[BEGIN READING PASSAGE]

Materials and procedures
Reading and writing assessment
The children were administered Chinese literacy assessments. In the word naming task, children were presented with 30 two-character words, one at a time, and instructed to read them aloud. The words were arranged from high to low frequency (based on a local data corpus: Leung & Lee, 2001). Each trial started with a 500-ms central fixation cross, followed by the character presentation. The screen turned blank after a child had responded, and the experimenter pressed a button to record the accuracy and to start the next trial.
The word dictation task measured children’s ability to recall and write Chinese words. Children wrote down 30 two-character words (the same words used in the word naming task) as quickly and as accurately as possible when they heard each word spoken in a female voice presented by a computer. Two-character words were used instead of single characters to reduce ambiguity due to the many homophonic characters in the Chinese lexicon. Each trial started with the words “Get ready” on the screen for 500 ms. After hearing the stimulus word, participants wrote down the word. After they had finished writing, the experimenter pressed a button to indicate accuracy and to display the next word. Accuracy rate was recorded.
Note that the same materials were used to measure literacy for a controlled and fair measurement across grades. Also, the stimuli used in the dictation task were the same as those used in the word naming task for a cleaner comparison of dictation and naming performance. The order of naming and dictation tasks was counterbalanced across participants. Moreover, participants were not given the answers to any of the literacy tasks, so that their performance in subsequent tasks would not be affected. The 30 two-character words chosen were from the corpus of commonly used words by primary school students (Leung & Lee, 2001) and had been pretested to avoid both floor and ceiling effects across grades for both the dictation and word naming tasks. Note that the literacy tests were not administered to the K3 children due to a floor effect in our pilot and to avoid over testing.
Rapid automatised naming
Because general symbol processing speed is related to reading ability in children (Ho & Lai, 1999; Wolf & Bowers, 1999), we used a computerised rapid automatised naming (RAN) task to measure symbol processing speed (Denckla & Rudel, 1974). The digits 1–9 were presented one at a time for 4 times in a random order on the computer screen. Each trial started with a 500-ms central fixation cross, followed by the digit presentation. The screen turned blank after the naming response, and the experimenter pressed a button to record the accuracy and to start the next trial. RAN was measured as the response time (ms) between the stimulus onset and the onset of naming, detected by a voice key with a microphone.
Holistic processing
To assess holistic processing, we adopted the complete composite paradigm as in Hsiao and Cottrell (2009) and Tso et al. (2014). One hundred and sixty pairs of medium- to high-frequency Chinese characters (Ho & Kwan, 2001) in Ming font were chosen, 80 pairs had a top–bottom configuration, and 80 pairs had a left–right configuration (Fig. 2). In each trial, children were presented with two characters and instructed to attend to only half (either top or bottom for top–bottom characters; either left or right for left–right characters) of each character and judge whether they were the same or different. Forty pairs (twenty top–bottom and twenty left–right character pairs) were presented in each of the four conditions (Fig. 3a): same in congruent trials, different in congruent trials, same in incongruent trials, and different in incongruent trials. The characters in all the conditions were matched in stroke number and frequency. A practice session with graphical instructions and 40 practice trials was administered with each child prior to this test to ensure understanding of the task. Formulation of the character stimuli used in the composite paradigm was independent of the literacy tests.

[END READING PASSAGE]
[BEGIN EXCERPTED DATA]

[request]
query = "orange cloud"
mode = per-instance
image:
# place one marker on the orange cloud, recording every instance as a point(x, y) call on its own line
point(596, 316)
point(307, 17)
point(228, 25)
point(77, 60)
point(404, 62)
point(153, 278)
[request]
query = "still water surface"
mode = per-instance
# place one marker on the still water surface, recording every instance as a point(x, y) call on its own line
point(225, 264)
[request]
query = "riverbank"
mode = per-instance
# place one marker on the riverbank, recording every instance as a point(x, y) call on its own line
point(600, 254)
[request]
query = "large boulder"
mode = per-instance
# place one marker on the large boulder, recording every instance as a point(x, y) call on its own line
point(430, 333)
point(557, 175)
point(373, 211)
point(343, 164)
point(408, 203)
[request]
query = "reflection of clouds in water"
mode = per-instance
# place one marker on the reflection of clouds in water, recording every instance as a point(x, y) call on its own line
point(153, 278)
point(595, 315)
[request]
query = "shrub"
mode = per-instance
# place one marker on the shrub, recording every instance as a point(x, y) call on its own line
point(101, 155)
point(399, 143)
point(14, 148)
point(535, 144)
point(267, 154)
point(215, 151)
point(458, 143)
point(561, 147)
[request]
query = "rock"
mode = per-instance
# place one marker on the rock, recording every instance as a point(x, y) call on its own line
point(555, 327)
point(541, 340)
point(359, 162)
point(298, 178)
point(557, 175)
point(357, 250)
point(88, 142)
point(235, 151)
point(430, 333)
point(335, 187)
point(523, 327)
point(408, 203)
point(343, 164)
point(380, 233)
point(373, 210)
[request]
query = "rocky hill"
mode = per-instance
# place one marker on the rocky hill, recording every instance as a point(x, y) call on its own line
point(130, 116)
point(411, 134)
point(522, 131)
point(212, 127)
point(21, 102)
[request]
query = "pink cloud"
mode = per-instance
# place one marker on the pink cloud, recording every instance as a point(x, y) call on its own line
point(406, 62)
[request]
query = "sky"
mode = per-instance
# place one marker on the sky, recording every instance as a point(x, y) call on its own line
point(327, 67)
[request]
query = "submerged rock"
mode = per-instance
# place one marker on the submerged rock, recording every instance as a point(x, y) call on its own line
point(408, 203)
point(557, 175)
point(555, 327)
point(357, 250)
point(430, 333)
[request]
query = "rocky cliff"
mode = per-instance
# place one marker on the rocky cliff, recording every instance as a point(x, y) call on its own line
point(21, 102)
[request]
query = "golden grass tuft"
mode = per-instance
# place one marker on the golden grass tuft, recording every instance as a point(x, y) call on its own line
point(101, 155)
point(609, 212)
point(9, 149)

[END EXCERPTED DATA]

> _STATED TASK_
Echo the methods section of the reading passage word for word, from "Note that the same" up to and including "avoid over testing.". Rely only on the reading passage for the work here.

> _COMPLETED TASK_
Note that the same materials were used to measure literacy for a controlled and fair measurement across grades. Also, the stimuli used in the dictation task were the same as those used in the word naming task for a cleaner comparison of dictation and naming performance. The order of naming and dictation tasks was counterbalanced across participants. Moreover, participants were not given the answers to any of the literacy tasks, so that their performance in subsequent tasks would not be affected. The 30 two-character words chosen were from the corpus of commonly used words by primary school students (Leung & Lee, 2001) and had been pretested to avoid both floor and ceiling effects across grades for both the dictation and word naming tasks. Note that the literacy tests were not administered to the K3 children due to a floor effect in our pilot and to avoid over testing.